# [TASK STATEMENT]
Copy the listing below line for line, without changing anything, and leave the pictures out.

# [RECORDS FOR THIS EXERCISE]
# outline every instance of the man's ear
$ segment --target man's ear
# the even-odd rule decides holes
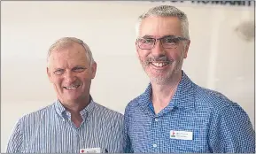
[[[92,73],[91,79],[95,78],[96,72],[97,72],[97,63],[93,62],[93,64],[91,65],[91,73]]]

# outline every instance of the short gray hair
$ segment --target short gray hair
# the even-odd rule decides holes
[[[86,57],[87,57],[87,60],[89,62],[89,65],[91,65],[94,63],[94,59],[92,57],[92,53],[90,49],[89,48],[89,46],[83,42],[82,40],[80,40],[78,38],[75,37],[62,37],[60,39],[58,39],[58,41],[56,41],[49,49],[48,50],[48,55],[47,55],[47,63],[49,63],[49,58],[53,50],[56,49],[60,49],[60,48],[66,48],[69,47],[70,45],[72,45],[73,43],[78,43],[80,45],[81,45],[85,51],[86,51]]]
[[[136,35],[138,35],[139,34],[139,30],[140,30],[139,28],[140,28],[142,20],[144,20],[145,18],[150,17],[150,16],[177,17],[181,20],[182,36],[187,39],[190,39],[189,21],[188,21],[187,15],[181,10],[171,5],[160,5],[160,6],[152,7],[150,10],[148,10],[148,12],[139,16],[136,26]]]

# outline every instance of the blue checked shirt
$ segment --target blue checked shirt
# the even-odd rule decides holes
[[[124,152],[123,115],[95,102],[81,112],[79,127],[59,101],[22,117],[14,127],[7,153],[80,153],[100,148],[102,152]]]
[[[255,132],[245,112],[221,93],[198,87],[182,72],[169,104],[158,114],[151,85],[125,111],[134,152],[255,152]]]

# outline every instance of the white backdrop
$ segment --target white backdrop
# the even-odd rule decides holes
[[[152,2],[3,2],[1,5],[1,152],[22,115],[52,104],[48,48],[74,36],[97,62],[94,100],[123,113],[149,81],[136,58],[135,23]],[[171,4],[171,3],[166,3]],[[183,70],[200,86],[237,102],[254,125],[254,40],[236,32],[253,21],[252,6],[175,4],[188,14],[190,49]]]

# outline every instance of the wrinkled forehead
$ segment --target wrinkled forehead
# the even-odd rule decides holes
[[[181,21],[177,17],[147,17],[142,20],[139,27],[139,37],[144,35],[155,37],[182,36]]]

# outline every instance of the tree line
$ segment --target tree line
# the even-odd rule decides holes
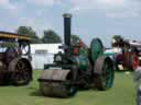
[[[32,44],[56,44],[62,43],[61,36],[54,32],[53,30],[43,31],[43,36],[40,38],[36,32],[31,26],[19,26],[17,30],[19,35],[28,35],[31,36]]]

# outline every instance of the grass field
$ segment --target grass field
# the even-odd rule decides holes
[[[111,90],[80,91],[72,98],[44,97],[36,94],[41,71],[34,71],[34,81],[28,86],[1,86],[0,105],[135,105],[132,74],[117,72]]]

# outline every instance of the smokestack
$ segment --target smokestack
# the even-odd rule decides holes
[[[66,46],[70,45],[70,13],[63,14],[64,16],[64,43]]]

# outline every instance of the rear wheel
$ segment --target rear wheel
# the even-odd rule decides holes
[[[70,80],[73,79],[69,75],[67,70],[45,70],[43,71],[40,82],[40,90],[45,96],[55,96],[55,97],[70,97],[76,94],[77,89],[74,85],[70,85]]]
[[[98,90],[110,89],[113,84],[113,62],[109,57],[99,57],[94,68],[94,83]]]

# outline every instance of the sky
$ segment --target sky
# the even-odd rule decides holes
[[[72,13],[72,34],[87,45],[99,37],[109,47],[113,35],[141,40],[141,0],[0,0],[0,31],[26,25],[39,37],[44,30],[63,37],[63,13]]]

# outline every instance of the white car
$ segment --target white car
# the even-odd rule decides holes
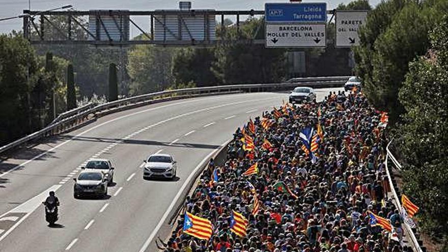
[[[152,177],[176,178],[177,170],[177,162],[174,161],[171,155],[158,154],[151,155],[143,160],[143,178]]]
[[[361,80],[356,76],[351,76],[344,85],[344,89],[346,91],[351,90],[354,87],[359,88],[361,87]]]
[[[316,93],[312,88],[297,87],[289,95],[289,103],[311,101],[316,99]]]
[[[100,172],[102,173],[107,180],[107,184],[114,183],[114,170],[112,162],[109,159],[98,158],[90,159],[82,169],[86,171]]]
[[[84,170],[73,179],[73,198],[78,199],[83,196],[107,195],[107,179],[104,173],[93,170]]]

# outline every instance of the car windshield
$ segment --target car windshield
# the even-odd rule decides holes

# [SOLUTION TO THE EXERCISE]
# outline every instance of the man's ear
$ segment --target man's ear
# the even-odd rule decides holes
[[[92,73],[91,79],[95,78],[96,72],[97,72],[97,63],[93,62],[93,64],[91,65],[91,73]]]

# outline every instance of the short gray hair
$ segment --target short gray hair
# the even-odd rule decides holes
[[[86,57],[87,57],[87,60],[89,62],[89,65],[91,65],[94,63],[94,59],[92,57],[92,53],[90,49],[89,48],[89,46],[83,42],[82,40],[80,40],[78,38],[75,37],[62,37],[60,39],[58,39],[58,41],[56,41],[49,49],[48,50],[48,55],[47,55],[47,63],[49,63],[49,58],[53,50],[56,49],[60,49],[60,48],[66,48],[69,47],[70,45],[72,45],[73,43],[78,43],[80,45],[81,45],[85,51],[86,51]]]
[[[136,35],[138,35],[139,34],[139,30],[140,30],[139,28],[140,28],[142,20],[144,20],[145,18],[150,17],[150,16],[177,17],[181,20],[182,36],[187,39],[190,39],[189,21],[188,21],[187,15],[181,10],[171,5],[160,5],[160,6],[152,7],[150,10],[148,10],[148,12],[139,16],[136,26]]]

# outline every instance of the blue checked shirt
$ segment --target blue checked shirt
# the even-odd rule decides holes
[[[124,152],[123,115],[95,102],[81,112],[79,127],[59,101],[22,117],[14,127],[7,153],[80,153],[100,148],[102,152]]]
[[[255,132],[245,112],[221,93],[198,87],[182,72],[169,104],[158,114],[151,85],[125,111],[134,152],[255,152]]]

# outline every instance of the white backdrop
$ segment --target white backdrop
# the even-odd rule decides holes
[[[152,2],[3,2],[1,5],[1,152],[22,115],[52,104],[48,48],[74,36],[97,62],[94,100],[123,113],[149,81],[136,58],[135,23]],[[171,4],[171,3],[166,3]],[[183,70],[200,86],[237,102],[254,125],[254,40],[236,32],[253,21],[252,6],[175,4],[188,14],[190,49]]]

# outline every instance of the wrinkled forehead
$ segment --target wrinkled forehead
# the even-odd rule decides holes
[[[181,21],[177,17],[147,17],[142,20],[139,27],[139,37],[144,35],[155,37],[182,36]]]

# outline every instance of the tree line
$ segment --target tree line
# the even-odd rule decides holes
[[[32,44],[56,44],[62,43],[61,36],[54,32],[53,30],[43,31],[43,36],[40,38],[36,32],[31,26],[19,26],[17,30],[19,35],[28,35],[31,36]]]

# outline every instance of the grass field
$ segment --target grass field
# the even-odd rule decides holes
[[[111,90],[80,91],[72,98],[44,97],[36,94],[41,71],[34,71],[34,81],[28,86],[1,86],[0,105],[135,105],[132,74],[117,72]]]

# outline every instance of the smokestack
$ segment --target smokestack
# the even-odd rule decides holes
[[[66,46],[70,45],[70,13],[63,14],[64,16],[64,43]]]

# outline every instance of the rear wheel
$ segment --target rear wheel
# the even-odd rule decides holes
[[[70,80],[73,79],[69,75],[67,70],[45,70],[43,71],[40,82],[40,90],[45,96],[55,96],[55,97],[70,97],[76,94],[77,89],[74,85],[70,85]]]
[[[98,90],[110,89],[113,84],[113,62],[109,57],[99,57],[94,68],[94,83]]]

# outline every instance of the sky
$ segment --target sky
# the even-odd rule decides holes
[[[72,13],[72,34],[87,45],[99,37],[109,47],[113,35],[141,40],[141,0],[0,0],[0,31],[26,25],[39,37],[44,30],[63,37],[63,13]]]

# outline every instance of the white car
$ segment --target white car
# the even-odd rule decides holes
[[[152,177],[176,178],[177,170],[177,162],[174,161],[171,155],[158,154],[151,155],[143,160],[143,178]]]
[[[361,80],[356,76],[351,76],[344,85],[344,89],[346,91],[351,90],[354,87],[359,88],[361,87]]]
[[[316,93],[312,88],[297,87],[289,95],[289,103],[311,101],[316,99]]]
[[[100,172],[102,173],[107,180],[107,184],[114,183],[114,170],[112,162],[109,159],[98,158],[90,159],[82,169],[86,171]]]
[[[84,170],[73,179],[73,198],[78,199],[83,196],[107,195],[107,179],[104,173],[93,170]]]

# outline every instance of the car windshield
$ segment --target car windshield
# the even-odd rule decides holes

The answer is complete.